Task prompt> Copy every one of the records below word for word, with each line unchanged and in its original order.

Raw data>

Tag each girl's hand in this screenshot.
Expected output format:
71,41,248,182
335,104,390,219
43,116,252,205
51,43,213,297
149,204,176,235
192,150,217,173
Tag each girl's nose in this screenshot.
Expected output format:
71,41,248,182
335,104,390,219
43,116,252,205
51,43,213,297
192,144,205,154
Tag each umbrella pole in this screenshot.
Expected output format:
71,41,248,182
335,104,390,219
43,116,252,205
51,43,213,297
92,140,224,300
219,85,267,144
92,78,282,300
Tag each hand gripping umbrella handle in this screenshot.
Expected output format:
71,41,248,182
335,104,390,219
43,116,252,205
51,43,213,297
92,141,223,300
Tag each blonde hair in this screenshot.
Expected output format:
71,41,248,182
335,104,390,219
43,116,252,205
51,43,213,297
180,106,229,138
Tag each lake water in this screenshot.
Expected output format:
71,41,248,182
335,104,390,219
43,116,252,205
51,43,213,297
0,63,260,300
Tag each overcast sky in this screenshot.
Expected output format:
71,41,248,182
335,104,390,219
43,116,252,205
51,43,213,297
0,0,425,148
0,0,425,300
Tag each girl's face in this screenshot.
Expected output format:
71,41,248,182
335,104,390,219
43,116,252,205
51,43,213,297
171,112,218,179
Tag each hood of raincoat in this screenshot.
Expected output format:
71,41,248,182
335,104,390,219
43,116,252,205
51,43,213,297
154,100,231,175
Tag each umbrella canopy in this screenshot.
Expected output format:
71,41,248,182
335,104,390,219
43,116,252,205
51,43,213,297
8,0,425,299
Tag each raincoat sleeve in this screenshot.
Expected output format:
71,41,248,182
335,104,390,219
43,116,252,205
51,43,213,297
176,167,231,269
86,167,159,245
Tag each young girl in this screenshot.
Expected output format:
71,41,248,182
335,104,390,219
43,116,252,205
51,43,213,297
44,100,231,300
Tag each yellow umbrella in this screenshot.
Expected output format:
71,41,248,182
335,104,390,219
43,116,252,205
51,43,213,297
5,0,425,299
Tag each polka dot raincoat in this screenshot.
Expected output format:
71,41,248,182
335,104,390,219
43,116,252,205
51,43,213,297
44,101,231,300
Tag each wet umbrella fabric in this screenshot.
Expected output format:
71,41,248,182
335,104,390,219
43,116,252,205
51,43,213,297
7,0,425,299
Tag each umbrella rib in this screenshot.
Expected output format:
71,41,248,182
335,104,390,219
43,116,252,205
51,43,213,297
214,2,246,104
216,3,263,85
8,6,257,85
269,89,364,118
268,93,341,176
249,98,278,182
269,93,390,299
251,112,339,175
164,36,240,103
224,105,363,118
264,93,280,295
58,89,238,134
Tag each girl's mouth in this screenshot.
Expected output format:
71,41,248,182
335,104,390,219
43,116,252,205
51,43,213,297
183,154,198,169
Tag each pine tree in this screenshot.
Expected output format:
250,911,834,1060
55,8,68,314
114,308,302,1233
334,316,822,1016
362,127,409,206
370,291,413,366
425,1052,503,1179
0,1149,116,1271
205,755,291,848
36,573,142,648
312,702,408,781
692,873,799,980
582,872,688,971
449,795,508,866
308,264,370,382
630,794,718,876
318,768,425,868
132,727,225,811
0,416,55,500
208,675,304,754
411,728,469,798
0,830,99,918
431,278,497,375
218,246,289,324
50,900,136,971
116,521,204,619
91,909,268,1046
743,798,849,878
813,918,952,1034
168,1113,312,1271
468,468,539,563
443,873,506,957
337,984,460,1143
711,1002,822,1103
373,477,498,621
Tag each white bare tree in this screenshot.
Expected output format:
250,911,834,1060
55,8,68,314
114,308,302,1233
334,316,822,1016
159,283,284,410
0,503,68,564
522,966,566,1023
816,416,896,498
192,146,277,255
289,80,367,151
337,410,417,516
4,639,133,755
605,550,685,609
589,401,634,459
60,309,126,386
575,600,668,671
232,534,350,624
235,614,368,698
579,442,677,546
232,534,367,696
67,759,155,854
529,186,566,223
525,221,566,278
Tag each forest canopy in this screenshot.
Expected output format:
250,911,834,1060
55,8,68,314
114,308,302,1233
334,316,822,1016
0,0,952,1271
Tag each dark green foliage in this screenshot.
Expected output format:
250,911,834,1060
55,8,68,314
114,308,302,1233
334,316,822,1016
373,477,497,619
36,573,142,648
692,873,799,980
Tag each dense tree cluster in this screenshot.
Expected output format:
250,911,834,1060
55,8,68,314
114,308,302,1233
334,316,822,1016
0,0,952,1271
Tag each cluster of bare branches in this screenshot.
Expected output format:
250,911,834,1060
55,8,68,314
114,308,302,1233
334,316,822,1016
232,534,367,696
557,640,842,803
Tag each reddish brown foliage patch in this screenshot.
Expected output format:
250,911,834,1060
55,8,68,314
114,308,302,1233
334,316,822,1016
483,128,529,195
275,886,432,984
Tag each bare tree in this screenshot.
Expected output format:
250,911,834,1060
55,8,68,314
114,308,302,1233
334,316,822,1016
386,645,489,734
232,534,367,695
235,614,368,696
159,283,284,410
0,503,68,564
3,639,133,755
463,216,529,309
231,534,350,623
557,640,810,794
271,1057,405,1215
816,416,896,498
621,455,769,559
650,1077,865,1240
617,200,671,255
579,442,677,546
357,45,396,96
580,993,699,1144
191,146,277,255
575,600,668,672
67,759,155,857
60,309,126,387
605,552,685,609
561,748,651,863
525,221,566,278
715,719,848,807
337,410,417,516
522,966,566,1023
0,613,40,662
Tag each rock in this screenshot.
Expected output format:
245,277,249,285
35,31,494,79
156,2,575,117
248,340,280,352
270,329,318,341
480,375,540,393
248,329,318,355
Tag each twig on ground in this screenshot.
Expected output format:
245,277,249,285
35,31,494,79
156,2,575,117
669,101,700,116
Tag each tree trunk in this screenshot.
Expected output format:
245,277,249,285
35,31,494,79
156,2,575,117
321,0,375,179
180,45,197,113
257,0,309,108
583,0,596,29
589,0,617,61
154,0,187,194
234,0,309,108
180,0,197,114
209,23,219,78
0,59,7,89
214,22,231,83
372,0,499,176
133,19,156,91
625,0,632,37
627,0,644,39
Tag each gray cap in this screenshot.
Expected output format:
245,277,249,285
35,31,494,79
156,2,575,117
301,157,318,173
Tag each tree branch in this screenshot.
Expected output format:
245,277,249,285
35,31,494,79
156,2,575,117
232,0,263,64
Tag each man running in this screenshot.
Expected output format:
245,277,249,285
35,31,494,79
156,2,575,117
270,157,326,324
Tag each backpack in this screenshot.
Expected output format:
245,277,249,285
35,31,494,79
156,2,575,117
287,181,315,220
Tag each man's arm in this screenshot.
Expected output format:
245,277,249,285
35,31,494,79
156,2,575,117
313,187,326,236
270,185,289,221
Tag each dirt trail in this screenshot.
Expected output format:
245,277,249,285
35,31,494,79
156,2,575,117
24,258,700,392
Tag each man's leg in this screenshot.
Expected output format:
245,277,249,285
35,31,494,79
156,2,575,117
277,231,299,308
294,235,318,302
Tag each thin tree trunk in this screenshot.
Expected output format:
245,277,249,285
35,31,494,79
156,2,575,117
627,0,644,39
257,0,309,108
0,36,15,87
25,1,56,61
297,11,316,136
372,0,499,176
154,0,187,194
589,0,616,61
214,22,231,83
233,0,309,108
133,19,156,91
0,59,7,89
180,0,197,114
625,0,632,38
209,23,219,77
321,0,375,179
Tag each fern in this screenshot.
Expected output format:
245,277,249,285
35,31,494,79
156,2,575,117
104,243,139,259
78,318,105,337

Written reply>
Tag each girl's hand in this screenshot.
Expected output format:
71,41,248,182
335,104,390,219
43,116,252,205
51,43,213,297
149,204,176,235
192,150,217,173
Tag each girl's nose in this screenshot.
Expected output format:
71,41,248,182
335,104,390,219
43,116,252,205
51,43,213,297
192,144,205,154
Tag each umbrella pole in this screenshot.
Expected output format:
71,41,248,182
335,104,390,219
43,116,252,205
51,43,213,297
92,140,224,300
219,85,267,144
92,78,282,300
Tag each hand gripping umbrella handle in this screenshot.
Expected output format:
71,41,248,182
335,104,390,219
43,116,252,205
51,43,213,297
92,141,223,300
Tag each blonde hair in this screenshot.
Expected output format:
71,41,248,182
335,104,390,219
43,116,252,205
51,43,213,297
180,106,229,138
Tag each lake water in this screenshot.
Expected output format:
71,41,248,182
335,104,390,219
43,116,252,205
51,43,213,297
0,63,260,300
Tag each overcast sky in this screenshot.
Expected output format:
71,41,248,182
335,104,390,219
43,116,252,205
51,43,213,297
0,0,425,148
0,0,425,300
Tag each girl's face in this screenshot.
Expected output format:
71,41,248,182
335,104,390,219
43,116,252,205
51,43,213,297
171,112,218,179
Tag each hood of raincoat in this screenshot.
Expected output format:
71,41,248,182
335,104,390,219
43,116,252,205
51,43,213,297
154,100,231,175
Tag each umbrella canopy in this screenshot.
Expected output format:
71,41,248,182
335,104,390,219
43,116,252,205
51,43,213,297
8,0,425,299
Tag each raincoat sleeve in this screenshot.
Expected output format:
71,41,248,182
335,104,390,219
43,116,252,205
51,43,213,297
176,167,231,269
86,167,159,245
Tag each young girl in this screenshot.
Expected output format:
71,41,248,182
335,104,390,219
43,116,252,205
51,43,213,297
44,100,231,300
Tag each yellow umbrella in this screenshot.
Expected output format:
71,41,248,182
335,104,390,219
43,116,252,205
51,43,213,297
5,0,425,299
Tag each polka dot raincoat in this screenshot.
Expected output format:
71,41,248,182
335,104,390,219
43,116,252,205
51,43,213,297
44,101,231,300
Tag each wet umbrella fabric in this screenshot.
Expected output format:
71,41,248,182
335,104,390,219
43,116,252,205
51,43,213,297
7,0,425,299
Tag each umbrella rib in this screenshot.
Expected output format:
71,41,248,182
335,104,390,219
43,116,252,205
51,43,213,297
214,2,246,104
216,3,263,85
8,6,257,85
269,89,364,118
268,93,341,176
249,98,278,182
269,93,390,299
251,112,339,175
164,36,240,103
224,105,363,118
264,93,280,295
58,89,238,134
Tag each girl's mouth in this screenshot.
Expected output format:
71,41,248,182
335,104,390,219
43,116,252,205
51,43,213,297
183,154,198,169
Tag each pine tree in this screenshot.
Expected output format:
250,911,834,1060
55,8,68,314
114,308,302,1233
334,316,822,1016
362,127,409,206
370,291,413,366
425,1052,503,1179
0,1149,116,1271
205,755,291,848
36,573,142,648
312,702,408,781
692,873,799,980
582,872,688,971
449,795,508,866
308,264,370,382
630,794,718,876
318,768,425,868
132,727,225,811
0,416,55,500
208,675,304,754
411,728,469,798
0,830,99,918
431,278,497,375
218,246,289,324
50,900,136,971
116,521,204,619
91,909,268,1046
743,798,849,878
813,918,952,1034
168,1113,312,1271
468,468,539,563
443,873,506,957
337,984,460,1143
711,1002,822,1103
373,477,498,621
Tag each white bare tree in this screenshot.
Expected output format:
250,911,834,1060
55,8,68,314
114,308,302,1233
334,316,822,1016
159,283,284,410
0,503,68,564
522,966,566,1023
816,416,896,498
192,146,277,255
289,80,367,151
337,410,417,516
4,639,133,755
605,550,685,609
589,401,634,459
60,309,126,386
575,600,668,671
232,534,350,624
235,614,368,698
579,442,677,546
232,534,367,696
67,759,155,854
529,186,566,223
525,221,566,278
Tag each forest canopy in this screenshot.
Expected output format:
250,911,834,1060
55,8,68,314
114,308,302,1233
334,316,822,1016
0,0,952,1271
Tag each dark green foliage in this screenshot.
Expected output format:
250,911,834,1060
55,8,68,314
114,308,302,1233
334,316,822,1016
373,477,497,619
36,573,142,648
692,873,799,980
Tag each dense tree cluster in this screenshot.
Expected output format:
250,911,834,1060
55,8,68,314
114,308,302,1233
334,316,822,1016
0,0,952,1271
Tag each cluster of bare branches in this screenshot.
Expected output format:
250,911,834,1060
55,8,68,314
114,308,302,1233
334,316,822,1016
232,534,367,696
557,640,842,803
Tag each reddish brown foliage patch in this screenshot.
Expected output format:
250,911,834,1060
55,8,68,314
114,308,302,1233
334,316,822,1016
483,128,529,195
275,886,432,984
Tag each bare tree in this screenshot.
Expected output format:
250,911,834,1060
55,8,68,314
114,308,302,1233
334,316,822,1016
386,645,489,734
232,534,367,695
235,614,368,696
159,283,284,410
0,503,68,564
3,639,133,755
463,216,529,309
231,534,350,623
557,640,810,794
271,1057,405,1215
816,416,896,498
621,455,769,559
650,1077,865,1240
617,200,671,255
579,442,677,546
357,45,396,96
580,993,699,1144
191,146,277,255
575,600,668,672
67,759,155,857
60,309,126,387
605,552,685,609
561,748,651,863
525,221,566,278
715,719,848,807
337,410,417,516
522,966,566,1023
0,613,40,662
Tag each rock in this screenshot.
Expected output format:
245,277,249,285
35,31,494,79
156,2,575,117
248,340,280,352
270,329,318,341
480,375,540,393
248,329,318,355
Tag each twig on ground in this screenshot.
Expected output format:
245,277,249,285
35,31,494,79
156,2,575,117
669,101,700,116
Tag each tree trunk in this screenshot.
Expected output format:
245,277,249,285
35,31,494,79
156,2,575,117
321,0,375,179
180,45,197,113
257,0,309,108
583,0,596,29
589,0,617,61
154,0,187,194
234,0,309,108
180,0,197,114
209,23,219,78
0,59,7,89
214,22,231,83
372,0,499,176
133,19,156,91
625,0,632,37
627,0,644,39
Tag each gray cap in this screenshot.
Expected output format:
245,277,249,285
35,31,494,79
156,2,575,117
301,157,318,173
Tag each tree branch in this screenshot.
Expected output format:
245,277,249,285
35,31,494,79
156,2,575,117
232,0,263,64
Tag each man running in this screenshot.
Expected output format:
245,277,249,285
35,31,494,79
156,2,575,117
270,157,326,324
Tag each backpack in this screenshot.
Expected output format:
245,277,249,285
35,31,494,79
156,2,575,117
287,181,315,220
Tag each man's arm in this screenshot.
Expected output format:
245,277,249,285
35,31,494,79
156,2,575,117
313,187,326,236
270,185,289,221
Tag each dirt trail in this screenshot.
Expected output format:
245,277,249,285
35,31,494,79
156,2,575,117
24,258,700,392
Tag each man's leg in this screenshot.
Expected output format:
245,277,249,285
35,31,494,79
156,2,575,117
277,231,299,308
294,235,318,302
Tag each thin tree trunk in this screenshot.
Expected output format:
245,277,249,285
35,31,494,79
156,2,575,117
627,0,644,39
257,0,309,108
0,36,15,87
25,1,56,61
297,11,316,136
372,0,499,176
154,0,187,194
589,0,616,61
214,22,231,83
233,0,309,108
133,19,156,91
0,59,7,89
180,0,197,114
625,0,632,38
209,23,219,77
321,0,375,179
Tag each fern in this screenshot.
Expected output format:
245,277,249,285
35,31,494,79
156,2,575,117
104,243,139,259
78,318,105,337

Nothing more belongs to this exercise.